--- BEGIN PROVIDED TEXT ---
# My first competition



## Flem (Mar 6, 2014)

After 3 years of winemaking, I decided to enter some of my favorites in the American Wine Society's Pittsburgh Conference, Amateur Wine Making Competition.
I received a: silver medal for a 2011 Carmenere
bronze medal for a 2011 Merlot (my very first wine)
bronze medal for a 2011 Pinot Noir
bronze medal for a 2012 Chilean Malbec


----------



## ibglowin (Mar 6, 2014)

Well done. Congrats!


----------



## Runningwolf (Mar 6, 2014)

Flem Congratulations. When and how did you get the results. I was holding off on saying anything. Congratulations!!!


----------



## cmason1957 (Mar 6, 2014)

Very Well done.


----------



## sour_grapes (Mar 6, 2014)

Congrats! Good stuff!


----------



## joeswine (Mar 7, 2014)

*Congrats*

HA! YES THE SMELL OF METALS IN THE MORNING


----------



## JohnT (Mar 7, 2014)

Way to go man! Congats!


----------



## Julie (Mar 7, 2014)

Congrats Mike!!!


----------



## bakervinyard (Mar 7, 2014)

Congratulations Mike, Great job! Bakervinyard


----------



## Flem (Mar 8, 2014)

Thanks all, for the congrats! It's been fun.


----------



## seth8530 (Mar 9, 2014)

Looks like you did well, congrats! I am still waiting on my first medal.


----------



## the_rayway (Mar 9, 2014)

Oh wow! Well done Flem!!!!


----------



## ffemt128 (Mar 10, 2014)

Congratulations FLEM. A job well done..


----------



## DirtyDawg10 (Mar 10, 2014)

Nice job!


Sent from my iPhone using Wine Making


----------



## peaches9324 (Mar 10, 2014)

congrats mike!


----------



## almargita (Mar 10, 2014)

Congrats Mike , I also entered a couple but I guess they weren't as good as yours. I entered similar wines but mine were as I prefer them , med sweet, just curious we're your dry?

Al 


Sent from my iPhone using Wine Making


----------



## Flem (Mar 10, 2014)

Thanks, Al. As you probably remember, I like my wines bone dry. Especially my reds. I'm sure yours were great. I've sampled a few. Are you going to L'uva Bella for the meet and greet?


----------



## almargita (Mar 10, 2014)

Wish I could, already had other plans made. Not doing any spring Chilan wine this year as exceeded my limit last spring.... Starting to think about the fall harvest though & getting some juices from up in Dan's area. The Niagara & Concord I made a few years ago are becoming really tasty now! Med Sweet, of course....... If plans change, we may drive up to Luva Bella just to to visit & have lunch, It would be nice to see everyone again.........
--- END PROVIDED TEXT ---
— PARTS OF THE EXERCISE —
1. List every wine in the competition thread that won a medal, with its vintage and medal.
2. For each statement, answer yes or no based on the competition thread, and quote the words that decide it.
(a) Flem's first wine was a 2011 Merlot.
(b) Flem prefers red wines medium sweet.
(c) almargita plans to make spring Chilean wine this year.
3. Summarize the competition thread in two sentences.
The lines that come next are not needed.
--- BEGIN ITEMS ---
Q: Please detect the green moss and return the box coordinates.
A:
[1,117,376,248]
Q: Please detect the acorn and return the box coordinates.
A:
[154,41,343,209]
--- END ITEMS ---
— TASK RESULTS —
1.
- 2011 Carmenere: silver
- 2011 Merlot: bronze
- 2011 Pinot Noir: bronze
- 2012 Chilean Malbec: bronze

2.
(a) Yes: "bronze medal for a 2011 Merlot (my very first wine)"
(b) No: "I like my wines bone dry. Especially my reds."
(c) No: "Not doing any spring Chilan wine this year"

3. After three years of winemaking, Flem entered the American Wine Society's Pittsburgh Conference Amateur Wine Making Competition and won a silver medal for a 2011 Carmenere and bronze medals for a 2011 Merlot, a 2011 Pinot Noir, and a 2012 Chilean Malbec. Forum members congratulated Flem, and when almargita, who had entered medium-sweet wines, asked whether Flem's wines were dry, Flem said they are bone dry, especially the reds.